-- RECORDED INFORMATION --
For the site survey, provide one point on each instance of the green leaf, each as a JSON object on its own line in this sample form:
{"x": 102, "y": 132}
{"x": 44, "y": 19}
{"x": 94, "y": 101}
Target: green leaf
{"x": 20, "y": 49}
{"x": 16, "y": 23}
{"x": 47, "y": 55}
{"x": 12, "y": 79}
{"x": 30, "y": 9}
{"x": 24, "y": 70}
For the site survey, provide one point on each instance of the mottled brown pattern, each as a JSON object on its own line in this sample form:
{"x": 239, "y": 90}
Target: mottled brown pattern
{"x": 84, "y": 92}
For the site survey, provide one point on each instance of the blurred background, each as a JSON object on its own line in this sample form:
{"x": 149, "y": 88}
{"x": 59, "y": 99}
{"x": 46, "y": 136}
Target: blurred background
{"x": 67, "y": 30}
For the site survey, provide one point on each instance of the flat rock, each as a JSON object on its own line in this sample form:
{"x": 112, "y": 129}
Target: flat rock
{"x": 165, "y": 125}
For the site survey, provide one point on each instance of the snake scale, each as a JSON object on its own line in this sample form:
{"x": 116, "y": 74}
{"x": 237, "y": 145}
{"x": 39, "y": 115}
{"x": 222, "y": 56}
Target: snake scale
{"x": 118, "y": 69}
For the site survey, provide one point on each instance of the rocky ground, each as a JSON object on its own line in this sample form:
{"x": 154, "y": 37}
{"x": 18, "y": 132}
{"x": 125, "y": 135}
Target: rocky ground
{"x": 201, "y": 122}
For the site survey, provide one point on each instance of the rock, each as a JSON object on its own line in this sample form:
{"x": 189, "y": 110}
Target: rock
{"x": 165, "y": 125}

-- TASK PROMPT --
Write out every record above, word for word.

-- RESULT OF THIS TASK --
For the site survey, provide one point on each instance of the green leaf, each as a JSON object on its own line in this sample form:
{"x": 102, "y": 132}
{"x": 44, "y": 19}
{"x": 94, "y": 101}
Target: green leaf
{"x": 20, "y": 49}
{"x": 16, "y": 23}
{"x": 47, "y": 55}
{"x": 12, "y": 79}
{"x": 30, "y": 9}
{"x": 24, "y": 70}
For the site survey, provide one point on each instance of the mottled brown pattern, each as a JSON object on its own line in this sample form:
{"x": 239, "y": 90}
Target: mottled brown pattern
{"x": 84, "y": 92}
For the site survey, provide one point on each instance of the blurred background, each as a JSON object on its own line in this sample form:
{"x": 149, "y": 88}
{"x": 59, "y": 99}
{"x": 46, "y": 136}
Target: blurred background
{"x": 67, "y": 30}
For the site survey, provide one point on each instance of the flat rock, each as a JSON object on its own line in this sample form:
{"x": 112, "y": 129}
Target: flat rock
{"x": 165, "y": 125}
For the site survey, provide one point on each instance of the snake scale, each as a JSON object on its own line in this sample form:
{"x": 116, "y": 74}
{"x": 237, "y": 145}
{"x": 39, "y": 115}
{"x": 222, "y": 56}
Target: snake scale
{"x": 118, "y": 69}
For the site survey, provide one point on each instance of the rocky ground, each as a JSON object on its own line in this sample form:
{"x": 154, "y": 37}
{"x": 18, "y": 132}
{"x": 125, "y": 135}
Target: rocky ground
{"x": 201, "y": 122}
For the site survey, provide one point on each instance of the rock, each as a JSON object on its own line in this sample form:
{"x": 189, "y": 110}
Target: rock
{"x": 165, "y": 125}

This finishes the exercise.